GIVEN TASK
Pull out each line of the records below that contains the string "sandy". Case must match.

[Point annotation data]
## Start

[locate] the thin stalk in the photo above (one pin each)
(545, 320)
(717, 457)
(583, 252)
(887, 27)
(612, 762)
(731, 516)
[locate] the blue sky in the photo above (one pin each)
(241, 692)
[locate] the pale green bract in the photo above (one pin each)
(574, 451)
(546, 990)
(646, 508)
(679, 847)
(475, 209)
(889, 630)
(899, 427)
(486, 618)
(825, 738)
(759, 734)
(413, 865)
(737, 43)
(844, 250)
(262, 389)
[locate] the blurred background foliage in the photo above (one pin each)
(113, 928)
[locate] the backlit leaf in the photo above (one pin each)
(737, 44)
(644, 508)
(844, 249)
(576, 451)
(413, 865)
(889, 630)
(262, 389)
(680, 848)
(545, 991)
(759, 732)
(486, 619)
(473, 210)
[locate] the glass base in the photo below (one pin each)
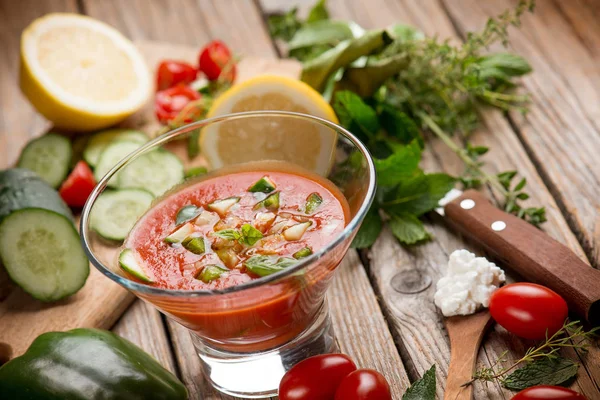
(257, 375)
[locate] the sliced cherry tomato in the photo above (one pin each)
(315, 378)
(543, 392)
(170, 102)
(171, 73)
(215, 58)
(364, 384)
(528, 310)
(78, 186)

## End
## Start

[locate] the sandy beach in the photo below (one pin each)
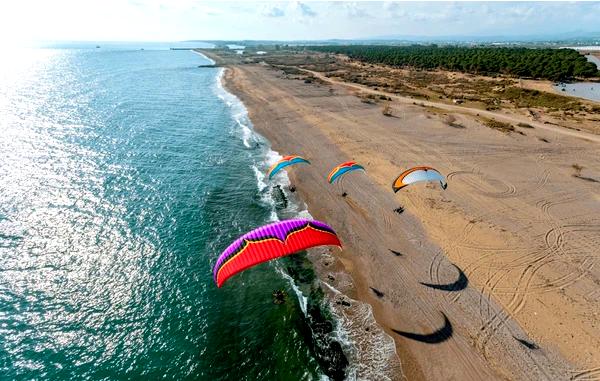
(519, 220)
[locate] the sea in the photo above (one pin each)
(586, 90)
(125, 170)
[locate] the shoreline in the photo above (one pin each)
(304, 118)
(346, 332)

## End
## Start

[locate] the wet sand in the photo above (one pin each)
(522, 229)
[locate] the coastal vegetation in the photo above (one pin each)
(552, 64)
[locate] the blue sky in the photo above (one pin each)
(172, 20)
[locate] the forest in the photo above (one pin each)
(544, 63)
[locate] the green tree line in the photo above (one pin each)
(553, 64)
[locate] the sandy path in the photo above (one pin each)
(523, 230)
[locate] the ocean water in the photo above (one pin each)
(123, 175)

## End

SOLUTION TO THIS PROBLEM
[locate] the sandy beach in the photo below (one pin each)
[locate] the sandy path in the photo above (one pin each)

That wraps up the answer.